__What to do__
Rewrite each of the records below, replacing "standalone JSON object" with "separate JSON object" and leaving everything else unchanged.

__Records for this exercise__
——
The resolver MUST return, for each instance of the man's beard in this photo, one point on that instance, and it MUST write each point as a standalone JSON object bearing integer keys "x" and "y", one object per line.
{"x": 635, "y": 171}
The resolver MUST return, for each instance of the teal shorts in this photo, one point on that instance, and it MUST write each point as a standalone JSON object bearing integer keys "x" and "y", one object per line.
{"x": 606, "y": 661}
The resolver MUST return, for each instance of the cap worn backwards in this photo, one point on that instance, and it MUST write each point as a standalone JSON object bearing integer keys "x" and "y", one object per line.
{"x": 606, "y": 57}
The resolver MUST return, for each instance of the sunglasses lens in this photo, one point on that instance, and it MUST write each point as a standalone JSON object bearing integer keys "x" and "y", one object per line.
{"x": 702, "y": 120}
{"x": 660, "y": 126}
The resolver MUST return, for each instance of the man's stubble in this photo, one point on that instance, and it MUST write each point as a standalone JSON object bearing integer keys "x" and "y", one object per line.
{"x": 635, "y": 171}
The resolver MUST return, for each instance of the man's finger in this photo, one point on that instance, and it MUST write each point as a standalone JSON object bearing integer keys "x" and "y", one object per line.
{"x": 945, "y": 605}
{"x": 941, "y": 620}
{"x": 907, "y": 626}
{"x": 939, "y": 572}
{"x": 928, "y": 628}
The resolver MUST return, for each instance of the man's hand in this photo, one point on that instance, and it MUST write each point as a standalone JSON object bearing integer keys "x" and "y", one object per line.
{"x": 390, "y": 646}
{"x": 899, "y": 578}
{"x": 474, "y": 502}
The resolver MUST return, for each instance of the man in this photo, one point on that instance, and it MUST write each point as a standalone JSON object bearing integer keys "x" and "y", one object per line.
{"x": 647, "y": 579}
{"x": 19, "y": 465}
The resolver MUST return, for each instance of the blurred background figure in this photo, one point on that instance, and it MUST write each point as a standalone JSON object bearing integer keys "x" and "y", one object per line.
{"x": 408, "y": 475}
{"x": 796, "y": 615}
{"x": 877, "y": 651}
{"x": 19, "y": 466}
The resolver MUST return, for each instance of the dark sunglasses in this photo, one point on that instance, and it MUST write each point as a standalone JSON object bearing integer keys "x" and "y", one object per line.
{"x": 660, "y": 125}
——
__Response__
The resolver MUST return, for each instance of the man's beard in this photo, one point on that instance, and it MUST write each point as a separate JSON object bearing integer keys "x" and "y", one object per line.
{"x": 635, "y": 171}
The resolver MUST return, for each instance of the teal shorts in this photo, one point on that instance, and it MUST write each point as a separate JSON object bearing integer keys "x" and "y", one object per line.
{"x": 606, "y": 661}
The resolver MUST return, for each instance of the cap worn backwards in this photo, one point on that instance, and it MUST write each point as a separate JSON object bearing integer keys "x" and "y", one object per line.
{"x": 606, "y": 57}
The resolver MUST return, for each instance of the sunglasses lens in this photo, one point on that instance, and it MUST write each point as a separate JSON object bearing integer keys "x" and "y", one object per line.
{"x": 702, "y": 120}
{"x": 660, "y": 126}
The resolver MUST return, for each instance of the man's stubble in this photo, one point on that instance, and it MUST write each point as a separate JSON object bearing integer keys "x" and "y", one object per line.
{"x": 635, "y": 171}
The resolver MUST return, for each instance of the man's finger in this photo, one point on that instance, and it MUST write each point as a separate JSON object bearing integer keys "x" and "y", one object per line.
{"x": 945, "y": 605}
{"x": 941, "y": 620}
{"x": 907, "y": 626}
{"x": 939, "y": 572}
{"x": 928, "y": 628}
The resolver MUST return, for each instance of the man's hand in this photo, one point on that instance, and it MUST write each point as a separate JSON object bearing integer keys "x" and "y", one object per line.
{"x": 390, "y": 646}
{"x": 899, "y": 578}
{"x": 474, "y": 502}
The resolver MUST return, for each instance of the man in this photo, one point on that instance, and it MUST write each point as a separate JSON object bearing integer keys "x" and "y", one object per line.
{"x": 647, "y": 579}
{"x": 19, "y": 465}
The resolver MUST return, for each instance of the blurred background figure in this photo, one point on that instance, and it MUST write each point as a separate JSON object bearing integer keys "x" and "y", one object per line.
{"x": 408, "y": 475}
{"x": 796, "y": 615}
{"x": 877, "y": 651}
{"x": 19, "y": 466}
The resolver MUST return, for each instance of the dark sunglasses in this photo, one point on that instance, and it MUST write each point as a separate JSON object bearing integer keys "x" and "y", one object per line.
{"x": 660, "y": 125}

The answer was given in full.